-- Raw records start --

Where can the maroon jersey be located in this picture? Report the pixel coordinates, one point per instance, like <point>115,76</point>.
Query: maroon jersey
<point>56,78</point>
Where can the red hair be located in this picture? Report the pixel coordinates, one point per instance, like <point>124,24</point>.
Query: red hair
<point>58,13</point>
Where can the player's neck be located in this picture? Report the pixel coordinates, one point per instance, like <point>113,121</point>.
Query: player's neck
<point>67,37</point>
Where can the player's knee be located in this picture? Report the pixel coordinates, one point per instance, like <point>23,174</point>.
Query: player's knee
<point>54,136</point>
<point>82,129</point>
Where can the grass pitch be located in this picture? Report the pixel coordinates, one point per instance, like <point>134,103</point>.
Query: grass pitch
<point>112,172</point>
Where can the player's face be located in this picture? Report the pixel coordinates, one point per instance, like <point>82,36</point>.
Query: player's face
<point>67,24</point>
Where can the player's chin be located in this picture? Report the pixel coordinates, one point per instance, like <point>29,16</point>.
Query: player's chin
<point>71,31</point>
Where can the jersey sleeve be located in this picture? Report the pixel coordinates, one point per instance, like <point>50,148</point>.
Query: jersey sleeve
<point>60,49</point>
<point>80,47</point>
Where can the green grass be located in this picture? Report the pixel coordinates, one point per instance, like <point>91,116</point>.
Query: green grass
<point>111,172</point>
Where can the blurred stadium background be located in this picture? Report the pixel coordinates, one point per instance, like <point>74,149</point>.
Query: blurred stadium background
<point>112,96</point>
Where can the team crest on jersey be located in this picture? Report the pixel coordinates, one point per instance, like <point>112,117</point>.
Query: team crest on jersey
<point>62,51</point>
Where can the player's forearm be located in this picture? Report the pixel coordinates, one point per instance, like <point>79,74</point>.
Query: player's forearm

-- Raw records end --

_The exercise_
Rewrite the listing above with every "player's" changed to "athlete's" and nothing else altered.

_Output for this task_
Where can the maroon jersey be located in this picture? Report the pixel coordinates, one point per instance, like <point>115,76</point>.
Query: maroon jersey
<point>56,78</point>
Where can the red hair be located in this picture? Report the pixel coordinates, one point per instance, like <point>124,24</point>.
Query: red hair
<point>58,13</point>
Where can the athlete's neck be located in this picture? Report the pixel coordinates, one point per instance, like <point>113,121</point>.
Query: athlete's neck
<point>67,37</point>
Where can the athlete's knee be located in this picture? Report the pixel coordinates, one point per instance, like <point>23,174</point>.
Query: athlete's knee
<point>54,136</point>
<point>82,129</point>
Where can the grass pitch be located in this picture? Report the pixel coordinates, one point per instance, like <point>134,103</point>.
Query: grass pitch
<point>112,172</point>
Where can the athlete's face be located in this picture? Report the pixel coordinates, one point per instance, like <point>82,36</point>.
Query: athlete's face
<point>67,24</point>
Where can the athlete's chin be located in this picture? Report the pixel coordinates, one point per instance, like <point>29,16</point>.
Query: athlete's chin
<point>71,31</point>
Where can the jersey sleeve be located in this picture? Report the pixel coordinates, one point per instance, like <point>50,148</point>.
Query: jersey sleeve
<point>60,49</point>
<point>80,47</point>
Where can the green grass be located in this picture? Report the pixel coordinates, one point per instance, like <point>91,116</point>.
Query: green grass
<point>111,172</point>
Where can the blurred stadium background be located in this picture? Report the pixel coordinates, one point per instance, like <point>74,149</point>.
Query: blurred stadium background
<point>112,96</point>
Where can the team crest on jersey be located in this picture? Report the pixel coordinates, one point per instance, like <point>112,117</point>.
Query: team crest on jersey
<point>62,51</point>
Where can the athlete's forearm be located in this picture? Report the pixel coordinates, one point per instance, like <point>79,74</point>.
Query: athlete's forearm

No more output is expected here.